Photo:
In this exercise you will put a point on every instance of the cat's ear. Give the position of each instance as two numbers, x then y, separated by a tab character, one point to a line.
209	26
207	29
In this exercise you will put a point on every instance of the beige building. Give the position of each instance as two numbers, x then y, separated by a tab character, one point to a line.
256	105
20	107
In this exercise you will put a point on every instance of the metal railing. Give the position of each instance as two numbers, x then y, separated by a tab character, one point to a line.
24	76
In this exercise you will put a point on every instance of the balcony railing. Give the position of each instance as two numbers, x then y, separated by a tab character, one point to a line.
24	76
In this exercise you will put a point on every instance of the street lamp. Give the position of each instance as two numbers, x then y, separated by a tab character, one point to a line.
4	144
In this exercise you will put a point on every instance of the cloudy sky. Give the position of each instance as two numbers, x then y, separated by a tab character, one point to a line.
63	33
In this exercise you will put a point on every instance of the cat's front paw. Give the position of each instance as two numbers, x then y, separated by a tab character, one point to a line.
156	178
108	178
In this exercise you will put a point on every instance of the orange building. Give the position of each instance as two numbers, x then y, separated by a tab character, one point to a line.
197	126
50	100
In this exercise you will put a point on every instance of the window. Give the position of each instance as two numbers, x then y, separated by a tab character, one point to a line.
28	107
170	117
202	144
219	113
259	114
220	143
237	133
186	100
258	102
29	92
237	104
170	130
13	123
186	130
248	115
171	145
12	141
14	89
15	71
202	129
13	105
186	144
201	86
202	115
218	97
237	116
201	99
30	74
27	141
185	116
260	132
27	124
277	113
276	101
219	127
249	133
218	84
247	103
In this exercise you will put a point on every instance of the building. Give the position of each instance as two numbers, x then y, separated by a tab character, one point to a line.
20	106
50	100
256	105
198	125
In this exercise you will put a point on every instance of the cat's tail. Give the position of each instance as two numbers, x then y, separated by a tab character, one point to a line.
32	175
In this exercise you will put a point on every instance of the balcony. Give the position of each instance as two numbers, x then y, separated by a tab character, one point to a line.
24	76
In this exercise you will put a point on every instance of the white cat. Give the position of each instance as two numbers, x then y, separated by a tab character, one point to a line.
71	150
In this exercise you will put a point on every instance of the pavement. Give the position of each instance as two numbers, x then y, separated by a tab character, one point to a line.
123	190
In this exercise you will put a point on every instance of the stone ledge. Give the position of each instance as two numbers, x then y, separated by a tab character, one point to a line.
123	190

________________

Action item
Your reply should consist of the records, duplicated exactly.

Response to this exercise
Photo:
In this exercise you will put a point on every instance of the cat's ear. Give the position of each instance as two numbers, x then y, separated by a tab character, one point to a line.
209	26
207	29
In this exercise you will put a point on every instance of the beige building. Give the position of each instance as two numbers, x then y, separated by a tab character, one point to a line.
256	105
20	107
In this exercise you will put a point on every instance of the metal railing. Give the position of each instance as two numbers, x then y, separated by a tab character, one point to a line.
24	76
In this exercise you will put a point on every instance of the balcony railing. Give the position of each instance as two numbers, x then y, separated by a tab character, one point to a line.
24	76
In this exercise you will put a point on every instance of the street lamp. Give the position of each instance as two numbers, x then y, separated by a tab character, one point to a line.
4	144
In this exercise you will put a point on every instance of the cloudy sky. Give the position of each instance as two numbers, x then y, separated by a tab character, one point to a line.
63	33
In this exercise you will put a point on every instance of the cat's front paw. Give the position of each instance as two numbers, x then y, separated by a tab character, one point to a line.
156	178
108	178
In this exercise you will put a point on every instance of the orange building. Give the position of each instance as two numbers, x then y, separated by a tab character, one point to a line.
197	126
50	100
In this exercise you will put a point on every instance of the window. Give the position of each instance as two numbers, x then y, separated by a tab character, one point to a line.
28	107
170	117
202	144
219	113
259	114
220	143
237	133
186	100
258	102
29	92
237	104
170	130
13	123
186	130
248	115
171	145
12	141
14	89
15	71
202	129
13	105
186	144
201	86
202	115
218	97
237	116
201	99
30	74
27	141
185	116
260	132
27	124
277	113
276	101
219	127
249	133
218	84
247	103
In this exercise you will put a point on every instance of the building. Give the position of each instance as two numbers, x then y, separated by a tab character, one point to a line.
20	106
50	100
256	105
198	125
In this exercise you will put a point on every instance of the cat's tail. Give the position of each instance as two numbers, x then y, separated by a tab character, one point to a line.
32	175
In this exercise you will put a point on every instance of the balcony. Give the position of each instance as two numbers, x then y, separated by a tab character, one point to a line.
24	76
In this exercise you will put a point on every instance of the white cat. Give the position of each instance as two numbers, x then y, separated by a tab character, one point to a line.
71	150
In this exercise you will put a point on every instance of the pavement. Give the position of each instance as two numbers, x then y, separated by a tab character, one point to a line.
123	190
In this exercise you will put a point on every instance of the stone ledge. Give the position of each instance as two numbers, x then y, separated by a tab character, one point to a line.
123	190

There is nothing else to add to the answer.